Report every line of the listing below that contains the word "white". Case counts.

Given information —
>> Begin
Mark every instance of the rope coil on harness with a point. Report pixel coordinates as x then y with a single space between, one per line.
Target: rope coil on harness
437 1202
>> End
>> Begin
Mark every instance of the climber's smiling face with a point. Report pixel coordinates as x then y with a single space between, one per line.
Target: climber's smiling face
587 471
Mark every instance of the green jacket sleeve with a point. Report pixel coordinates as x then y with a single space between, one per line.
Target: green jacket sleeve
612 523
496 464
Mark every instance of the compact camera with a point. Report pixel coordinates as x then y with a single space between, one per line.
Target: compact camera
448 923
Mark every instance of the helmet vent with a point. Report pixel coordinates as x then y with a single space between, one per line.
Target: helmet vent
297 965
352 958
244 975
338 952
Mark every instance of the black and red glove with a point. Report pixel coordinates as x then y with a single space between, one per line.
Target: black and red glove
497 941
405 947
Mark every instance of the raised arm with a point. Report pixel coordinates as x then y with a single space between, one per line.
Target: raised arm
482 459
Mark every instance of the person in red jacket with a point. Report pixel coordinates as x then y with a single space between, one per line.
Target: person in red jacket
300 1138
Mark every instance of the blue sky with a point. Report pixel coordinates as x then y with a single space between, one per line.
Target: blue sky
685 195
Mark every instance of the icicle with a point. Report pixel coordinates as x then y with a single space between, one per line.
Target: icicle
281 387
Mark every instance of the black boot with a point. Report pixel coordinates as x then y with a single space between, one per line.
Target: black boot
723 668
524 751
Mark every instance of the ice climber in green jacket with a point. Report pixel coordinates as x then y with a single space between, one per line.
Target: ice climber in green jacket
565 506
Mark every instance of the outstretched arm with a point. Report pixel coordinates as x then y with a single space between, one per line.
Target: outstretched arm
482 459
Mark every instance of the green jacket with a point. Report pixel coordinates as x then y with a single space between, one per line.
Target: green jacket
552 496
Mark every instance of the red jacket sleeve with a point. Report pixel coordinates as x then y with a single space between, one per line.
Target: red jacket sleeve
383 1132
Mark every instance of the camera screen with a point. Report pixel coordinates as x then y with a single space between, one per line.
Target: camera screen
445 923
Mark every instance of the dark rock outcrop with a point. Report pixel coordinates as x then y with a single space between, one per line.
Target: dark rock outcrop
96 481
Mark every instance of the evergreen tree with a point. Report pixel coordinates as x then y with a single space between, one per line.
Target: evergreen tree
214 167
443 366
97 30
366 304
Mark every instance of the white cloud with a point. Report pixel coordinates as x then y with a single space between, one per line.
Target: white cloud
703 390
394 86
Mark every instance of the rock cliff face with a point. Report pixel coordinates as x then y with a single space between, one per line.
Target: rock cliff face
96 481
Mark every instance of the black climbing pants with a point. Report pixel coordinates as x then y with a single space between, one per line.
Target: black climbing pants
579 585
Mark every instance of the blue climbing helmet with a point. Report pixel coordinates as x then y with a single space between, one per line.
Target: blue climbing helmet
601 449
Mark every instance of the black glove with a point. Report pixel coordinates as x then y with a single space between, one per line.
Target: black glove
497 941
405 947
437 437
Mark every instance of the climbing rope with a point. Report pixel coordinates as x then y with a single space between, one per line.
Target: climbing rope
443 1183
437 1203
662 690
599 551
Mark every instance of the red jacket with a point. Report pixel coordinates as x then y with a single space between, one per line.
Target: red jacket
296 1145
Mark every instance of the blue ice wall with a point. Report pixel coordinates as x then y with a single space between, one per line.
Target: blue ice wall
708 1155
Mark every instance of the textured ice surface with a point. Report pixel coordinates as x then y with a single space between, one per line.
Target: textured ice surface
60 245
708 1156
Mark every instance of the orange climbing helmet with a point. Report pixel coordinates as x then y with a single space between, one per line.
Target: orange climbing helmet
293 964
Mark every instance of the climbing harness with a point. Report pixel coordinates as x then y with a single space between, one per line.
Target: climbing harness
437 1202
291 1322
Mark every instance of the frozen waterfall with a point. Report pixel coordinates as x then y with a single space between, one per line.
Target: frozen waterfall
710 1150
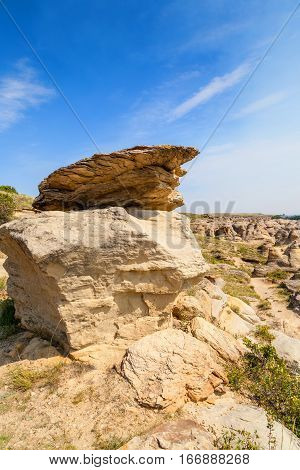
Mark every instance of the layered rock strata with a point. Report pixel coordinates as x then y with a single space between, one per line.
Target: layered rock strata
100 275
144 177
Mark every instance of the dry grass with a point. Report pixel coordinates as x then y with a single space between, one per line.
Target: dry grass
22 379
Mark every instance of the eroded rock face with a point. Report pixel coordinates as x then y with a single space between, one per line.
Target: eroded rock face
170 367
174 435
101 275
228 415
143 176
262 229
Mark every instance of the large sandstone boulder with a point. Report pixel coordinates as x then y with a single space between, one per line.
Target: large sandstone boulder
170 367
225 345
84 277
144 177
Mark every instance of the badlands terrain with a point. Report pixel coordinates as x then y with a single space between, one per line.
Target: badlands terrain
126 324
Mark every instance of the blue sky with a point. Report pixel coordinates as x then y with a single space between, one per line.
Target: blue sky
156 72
>> End
Solution for this problem —
Mark every instance of the white cloud with a point. Report pixel coordinates as x then y with a single space between, one per line.
Target: white cloud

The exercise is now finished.